Reading text:
** start **
11. The Identity of Attributes: using necessity.

  • But how about the following?

the attribute of F-ness is the attribute of G-ness

iff

Necessarily, for all x: Fx iff Gx

  • In other words, if in all possible worlds, everything that is F is G (and vice versa) then F-ness is G-ness.
  • Again this does mean that, unlike sets, properties can differ even when they (actually) belong to the same entities.
  • However, we have given the identity criteria of attributes using modal notions.
  • For Quine, these modal notions are entirely unclear—they are no better than the notion of sameness of meaning (see subsequent weeks for more).

12. Slogan Two modified.

Slogan Two modified: No entity without clear identity.

  • Recall: the theoretical virtue of precision!

13. Intensional versus extensional.

Extensional objects: ordinary objects, sets/extensions, numbers, truth-values.

Intensional objects: meanings, propositions, attributes/properties, possible worlds, facts, essences, kinds, and so on.

  • Intensional entities are entities which have identity conditions which involve modal terms—which use the notion of necessity (and/or meaning).
  • Extensional entities are given identity criteria which do not involve modal terms.
  • Our respectable extensional identity criteria are:

Two physical objects are identical iff they occupy just the same space-time regions

The set of Fs is the set of Gs iff everything which is an F is a G and vice versa

The truth-value of p is the truth-value of q iff (p iff q)

  • What about the following?

The number of Fs is the number of Gs iff the Fs and the Gs are in a one-to-one correspondence. (Hume’s principle.)

(Quine would not accept this last principle as to properly express its logical form we would need to use second-order logic—and Quine does not accept second-order logic. See subsequent weeks.)

14. Why believe in attributes? The argument from mass terms.

  • Examples of mass terms: ‘red’, ‘water’, ‘carbon’, ‘red wine’.
  • These are singular terms. So, it’s tempting to take them to refer to attributes.
** end **
Written problem 1:
Rewrite the entries starting with the line that contains "Every instance of the road" and going on through the line that contains "[(278, 11)]", both included, with the requests left as they are. Multiply every coordinate in the answers by 0.65 and round to whole numbers, with halves rounded up.

Available records:
** start **
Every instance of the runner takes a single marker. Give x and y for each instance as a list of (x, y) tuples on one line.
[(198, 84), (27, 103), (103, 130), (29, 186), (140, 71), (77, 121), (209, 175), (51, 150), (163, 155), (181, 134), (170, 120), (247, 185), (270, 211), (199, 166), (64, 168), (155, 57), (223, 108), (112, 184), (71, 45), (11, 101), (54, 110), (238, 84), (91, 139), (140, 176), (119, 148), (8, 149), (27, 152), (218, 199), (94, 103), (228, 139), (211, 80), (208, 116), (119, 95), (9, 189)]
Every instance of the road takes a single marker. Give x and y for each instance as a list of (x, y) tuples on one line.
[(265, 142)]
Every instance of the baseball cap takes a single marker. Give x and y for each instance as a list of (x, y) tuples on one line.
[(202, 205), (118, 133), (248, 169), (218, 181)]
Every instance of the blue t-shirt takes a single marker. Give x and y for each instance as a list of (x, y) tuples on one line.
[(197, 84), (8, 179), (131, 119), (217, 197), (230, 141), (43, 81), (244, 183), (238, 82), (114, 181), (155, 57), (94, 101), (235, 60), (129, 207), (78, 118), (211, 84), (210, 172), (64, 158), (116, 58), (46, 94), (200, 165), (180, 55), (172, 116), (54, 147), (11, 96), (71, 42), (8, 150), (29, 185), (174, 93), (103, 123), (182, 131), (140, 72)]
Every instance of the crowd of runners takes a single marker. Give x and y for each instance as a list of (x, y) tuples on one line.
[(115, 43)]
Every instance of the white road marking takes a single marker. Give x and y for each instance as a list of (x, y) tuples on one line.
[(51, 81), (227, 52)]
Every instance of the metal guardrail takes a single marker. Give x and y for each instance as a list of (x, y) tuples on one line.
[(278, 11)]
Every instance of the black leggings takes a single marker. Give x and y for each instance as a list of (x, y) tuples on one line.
** end **
Written problem 2:
In the notes on attributes and identity, what is the modified version of Slogan Two?

Correct output 1:
Every instance of the road takes a single marker. Give x and y for each instance as a list of (x, y) tuples on one line.
[(172, 92)]
Every instance of the baseball cap takes a single marker. Give x and y for each instance as a list of (x, y) tuples on one line.
[(131, 133), (77, 86), (161, 110), (142, 118)]
Every instance of the blue t-shirt takes a single marker. Give x and y for each instance as a list of (x, y) tuples on one line.
[(128, 55), (5, 116), (85, 77), (141, 128), (150, 92), (28, 53), (159, 119), (155, 53), (74, 118), (101, 37), (61, 66), (153, 39), (84, 135), (51, 77), (137, 55), (137, 112), (42, 103), (75, 38), (30, 61), (130, 107), (117, 36), (112, 75), (35, 96), (7, 62), (46, 27), (5, 98), (19, 120), (113, 60), (67, 80), (118, 85), (91, 47)]
Every instance of the crowd of runners takes a single marker. Give x and y for each instance as a list of (x, y) tuples on one line.
[(75, 28)]
Every instance of the white road marking takes a single marker. Give x and y for each instance as a list of (x, y) tuples on one line.
[(33, 53), (148, 34)]
Every instance of the metal guardrail takes a single marker. Give x and y for each instance as a list of (x, y) tuples on one line.
[(181, 7)]

Correct output 2:
No entity without clear identity.